Set exercise
In the DeepSketch notes, rewrite the point that begins "existing approaches achieve significantly lower" more briefly, including its indented sub-point.

DeepSketch-FAST'22

DeepSketch: A New Machine Learning-Based Reference Search Technique for Post-Deduplication Delta Compression

Venue	Category
FAST'22	post-dedup

DeepSketch: A New Machine Learning-Based Reference Search Technique for Post-Deduplication Delta Compression1. SummaryMotivation of this paperDeepSketchImplementation and Evaluation2. Strength (Contributions of the paper)3. Weakness (Limitations of the paper)4. Some Insights (Future work)

1. Summary

Motivation of this paper

Motivation
- to maximize storage efficiency, existing post-deduplication delta-compression perform delta compression along with deduplication and lossless compression
- existing approaches achieve significantly lower data-reduction ratios than the optimal due to their limited accuracy in identifying similar data blocks
  - super-feature data sketching (compared with brute-force searching (optimal))

Region outline entries
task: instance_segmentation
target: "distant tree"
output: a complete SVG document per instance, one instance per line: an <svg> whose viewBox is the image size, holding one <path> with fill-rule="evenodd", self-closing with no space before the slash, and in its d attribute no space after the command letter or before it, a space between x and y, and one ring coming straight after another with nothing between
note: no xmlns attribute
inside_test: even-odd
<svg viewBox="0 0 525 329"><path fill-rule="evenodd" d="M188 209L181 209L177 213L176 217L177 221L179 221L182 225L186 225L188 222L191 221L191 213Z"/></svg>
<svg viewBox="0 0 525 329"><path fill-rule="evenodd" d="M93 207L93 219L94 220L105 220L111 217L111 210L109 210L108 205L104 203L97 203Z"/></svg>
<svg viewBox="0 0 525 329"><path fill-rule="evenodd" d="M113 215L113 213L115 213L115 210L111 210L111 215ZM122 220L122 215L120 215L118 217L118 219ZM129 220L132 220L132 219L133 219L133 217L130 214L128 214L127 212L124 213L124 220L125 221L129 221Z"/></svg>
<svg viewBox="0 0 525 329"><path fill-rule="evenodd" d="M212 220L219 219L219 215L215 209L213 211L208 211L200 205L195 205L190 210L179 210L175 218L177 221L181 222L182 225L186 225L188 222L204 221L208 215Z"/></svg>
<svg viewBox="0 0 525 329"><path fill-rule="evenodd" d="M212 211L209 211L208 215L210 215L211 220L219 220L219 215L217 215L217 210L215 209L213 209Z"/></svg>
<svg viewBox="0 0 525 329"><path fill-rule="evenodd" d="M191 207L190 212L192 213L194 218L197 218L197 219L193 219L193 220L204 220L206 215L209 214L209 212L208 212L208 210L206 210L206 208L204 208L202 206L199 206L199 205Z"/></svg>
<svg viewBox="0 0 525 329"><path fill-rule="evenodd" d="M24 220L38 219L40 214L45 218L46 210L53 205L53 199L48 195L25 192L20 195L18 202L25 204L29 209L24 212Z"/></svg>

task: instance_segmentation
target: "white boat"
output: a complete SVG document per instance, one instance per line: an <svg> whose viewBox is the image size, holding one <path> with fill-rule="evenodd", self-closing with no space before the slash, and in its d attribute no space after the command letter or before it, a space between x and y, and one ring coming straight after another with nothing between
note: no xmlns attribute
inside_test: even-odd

Exercise solution
Because super-feature data sketching identifies similar data blocks with limited accuracy, existing approaches reach far lower data-reduction ratios than optimal brute-force searching.